### [Stated problem]
Retype every one of the following lines verbatim, preserving each character, space, and line break.

### [Data supplied]
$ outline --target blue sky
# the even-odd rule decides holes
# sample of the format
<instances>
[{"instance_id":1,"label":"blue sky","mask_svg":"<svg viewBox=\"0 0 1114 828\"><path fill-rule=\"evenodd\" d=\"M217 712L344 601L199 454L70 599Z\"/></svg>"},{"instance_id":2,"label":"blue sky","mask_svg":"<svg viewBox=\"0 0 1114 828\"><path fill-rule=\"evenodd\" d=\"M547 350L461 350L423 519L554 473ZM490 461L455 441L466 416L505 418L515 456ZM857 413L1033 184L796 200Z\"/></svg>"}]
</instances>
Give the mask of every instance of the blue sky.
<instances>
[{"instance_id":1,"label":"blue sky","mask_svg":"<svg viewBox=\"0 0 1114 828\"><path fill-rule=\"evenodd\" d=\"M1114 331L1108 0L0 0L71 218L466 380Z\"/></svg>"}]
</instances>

### [Response for this exercise]
$ outline --target blue sky
# the even-odd rule decides holes
# sample of the format
<instances>
[{"instance_id":1,"label":"blue sky","mask_svg":"<svg viewBox=\"0 0 1114 828\"><path fill-rule=\"evenodd\" d=\"M217 712L344 601L199 454L70 599Z\"/></svg>"},{"instance_id":2,"label":"blue sky","mask_svg":"<svg viewBox=\"0 0 1114 828\"><path fill-rule=\"evenodd\" d=\"M547 350L461 350L423 519L554 473ZM490 461L455 441L466 416L505 418L515 456ZM857 413L1033 184L796 200Z\"/></svg>"}]
</instances>
Give the mask of every instance of the blue sky.
<instances>
[{"instance_id":1,"label":"blue sky","mask_svg":"<svg viewBox=\"0 0 1114 828\"><path fill-rule=\"evenodd\" d=\"M1114 331L1108 0L0 0L71 218L466 380Z\"/></svg>"}]
</instances>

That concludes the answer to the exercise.